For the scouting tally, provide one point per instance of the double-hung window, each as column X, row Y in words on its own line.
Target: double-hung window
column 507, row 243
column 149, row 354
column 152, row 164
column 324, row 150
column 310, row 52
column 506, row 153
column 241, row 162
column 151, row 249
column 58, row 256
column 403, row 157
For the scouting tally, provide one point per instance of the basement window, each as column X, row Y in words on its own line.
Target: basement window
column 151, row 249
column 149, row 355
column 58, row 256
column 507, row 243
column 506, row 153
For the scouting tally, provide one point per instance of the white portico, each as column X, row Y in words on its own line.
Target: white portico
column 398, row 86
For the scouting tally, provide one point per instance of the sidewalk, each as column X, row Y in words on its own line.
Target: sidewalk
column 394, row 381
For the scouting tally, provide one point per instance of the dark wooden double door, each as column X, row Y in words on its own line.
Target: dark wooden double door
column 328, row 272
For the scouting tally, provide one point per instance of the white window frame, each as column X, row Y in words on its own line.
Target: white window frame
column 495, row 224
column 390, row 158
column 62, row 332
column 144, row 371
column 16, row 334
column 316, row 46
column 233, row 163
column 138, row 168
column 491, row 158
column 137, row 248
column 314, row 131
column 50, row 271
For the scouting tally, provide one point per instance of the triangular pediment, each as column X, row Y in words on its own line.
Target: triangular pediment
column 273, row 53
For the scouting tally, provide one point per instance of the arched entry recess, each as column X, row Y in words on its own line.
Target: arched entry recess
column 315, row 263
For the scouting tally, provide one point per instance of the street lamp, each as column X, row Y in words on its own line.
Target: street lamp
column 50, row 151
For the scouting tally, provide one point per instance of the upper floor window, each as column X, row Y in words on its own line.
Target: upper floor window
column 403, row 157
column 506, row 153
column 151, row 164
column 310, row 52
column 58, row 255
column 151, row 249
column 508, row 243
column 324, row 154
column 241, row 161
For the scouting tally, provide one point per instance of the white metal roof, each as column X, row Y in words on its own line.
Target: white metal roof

→ Directions: Reproduce every entry above verbatim, keeping each line as it stands.

→ Final answer:
For the scouting tally, provide one point per instance of the double-hung window, each as column X, row Y in words on its own line.
Target: double-hung window
column 507, row 243
column 149, row 354
column 152, row 164
column 324, row 150
column 310, row 52
column 506, row 153
column 241, row 162
column 151, row 249
column 58, row 256
column 403, row 157
For the scouting tally, provide one point per instance of the basement window, each as column X, row Y in words on its own line.
Target: basement window
column 151, row 249
column 149, row 355
column 58, row 256
column 507, row 243
column 506, row 153
For the scouting tally, provide one point per instance of the white portico, each as column X, row Y in words on its own line.
Target: white portico
column 398, row 86
For the scouting tally, provide one point per instance of the sidewalk, each as column X, row Y in words on its own line.
Target: sidewalk
column 394, row 381
For the scouting tally, provide one point per instance of the dark wooden double door, each as column X, row Y in words on its own line.
Target: dark wooden double door
column 328, row 272
For the scouting tally, provide one point per instance of the white window frame, each as column X, row Y in words on its own line.
Target: white window frame
column 495, row 224
column 390, row 158
column 62, row 332
column 144, row 371
column 16, row 334
column 316, row 46
column 233, row 163
column 138, row 168
column 491, row 158
column 137, row 248
column 314, row 131
column 50, row 271
For the scouting tally, provide one point per instance of the triangular pediment, each as column X, row Y in words on its own line.
Target: triangular pediment
column 273, row 53
For the scouting tally, provide one point per instance of the arched entry recess, each as column X, row Y in words on its own line.
Target: arched entry recess
column 315, row 263
For the scouting tally, provide one point per instance of the street lamp, each as column X, row Y in words on its own line.
Target: street lamp
column 50, row 151
For the scouting tally, provide one point per instance of the upper floor window, each as column X, row Y in words on its own line.
Target: upper floor window
column 403, row 157
column 506, row 153
column 151, row 164
column 310, row 52
column 58, row 255
column 151, row 249
column 508, row 243
column 324, row 154
column 241, row 161
For the scouting tally, provide one point per instance of the white metal roof, each as column X, row Y in words on its own line.
Target: white metal roof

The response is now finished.